> What is needed:
Locate every line in the records below that contains the word "yellow", and copy each such line.

Source data:
····················

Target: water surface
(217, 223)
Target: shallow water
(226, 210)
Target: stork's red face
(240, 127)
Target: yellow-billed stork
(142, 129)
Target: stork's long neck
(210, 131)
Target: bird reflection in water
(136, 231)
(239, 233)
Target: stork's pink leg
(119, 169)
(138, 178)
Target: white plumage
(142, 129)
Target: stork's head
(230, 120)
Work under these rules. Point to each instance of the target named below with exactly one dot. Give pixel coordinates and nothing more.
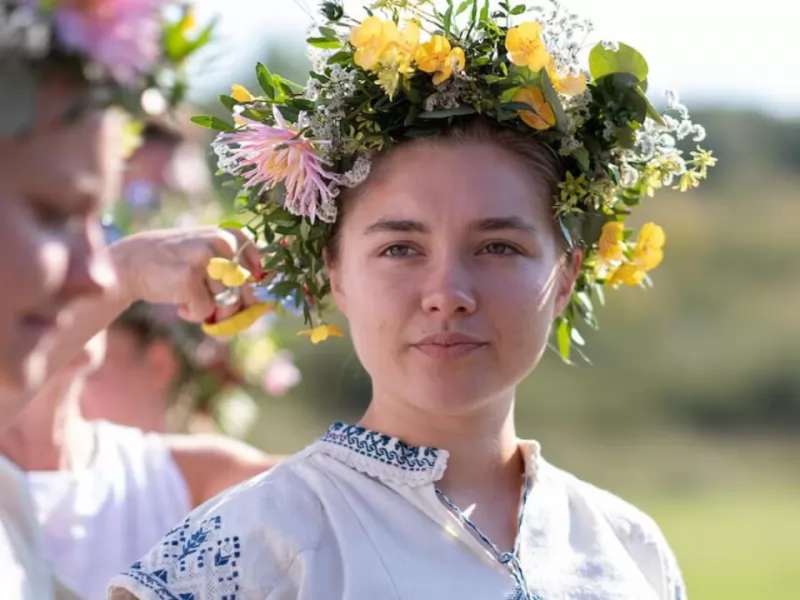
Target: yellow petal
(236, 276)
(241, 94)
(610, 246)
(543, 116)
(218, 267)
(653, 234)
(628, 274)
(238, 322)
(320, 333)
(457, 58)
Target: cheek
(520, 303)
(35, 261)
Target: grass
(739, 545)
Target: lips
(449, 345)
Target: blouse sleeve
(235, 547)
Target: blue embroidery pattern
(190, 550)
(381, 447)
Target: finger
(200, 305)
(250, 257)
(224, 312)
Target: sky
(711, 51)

····················

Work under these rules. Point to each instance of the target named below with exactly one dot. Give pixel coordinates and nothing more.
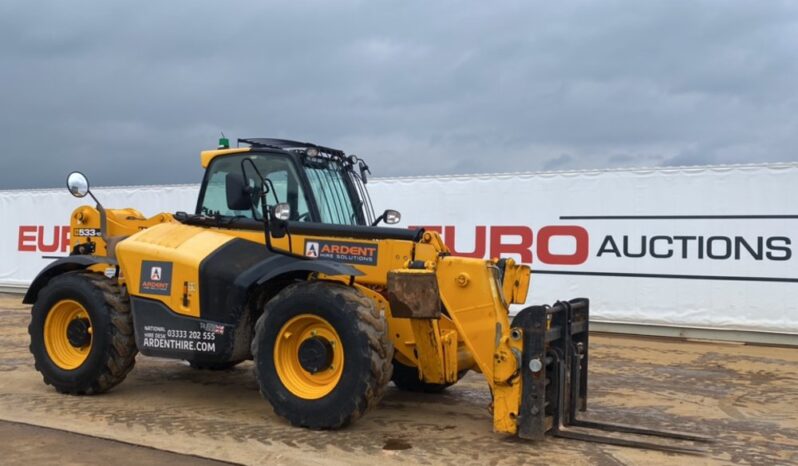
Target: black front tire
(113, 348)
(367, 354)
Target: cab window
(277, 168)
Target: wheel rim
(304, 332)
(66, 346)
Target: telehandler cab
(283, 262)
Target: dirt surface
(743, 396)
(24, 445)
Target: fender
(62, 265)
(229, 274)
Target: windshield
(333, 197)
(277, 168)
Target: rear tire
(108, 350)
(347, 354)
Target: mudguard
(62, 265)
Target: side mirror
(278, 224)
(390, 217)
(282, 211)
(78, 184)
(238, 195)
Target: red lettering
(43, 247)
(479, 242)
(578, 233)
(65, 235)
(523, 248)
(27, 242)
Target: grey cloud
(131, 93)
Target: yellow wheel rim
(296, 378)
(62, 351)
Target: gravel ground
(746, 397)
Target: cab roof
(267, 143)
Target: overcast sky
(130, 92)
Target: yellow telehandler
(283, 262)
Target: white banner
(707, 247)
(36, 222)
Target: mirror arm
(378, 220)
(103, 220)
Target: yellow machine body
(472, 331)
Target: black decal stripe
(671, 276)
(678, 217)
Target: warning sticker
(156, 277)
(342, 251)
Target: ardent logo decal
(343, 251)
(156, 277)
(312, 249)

····················

> Task solution:
Target: yellow-billed stork
Target: yellow petal
Target: yellow wheel rim
Target: yellow telehandler
Target: yellow machine body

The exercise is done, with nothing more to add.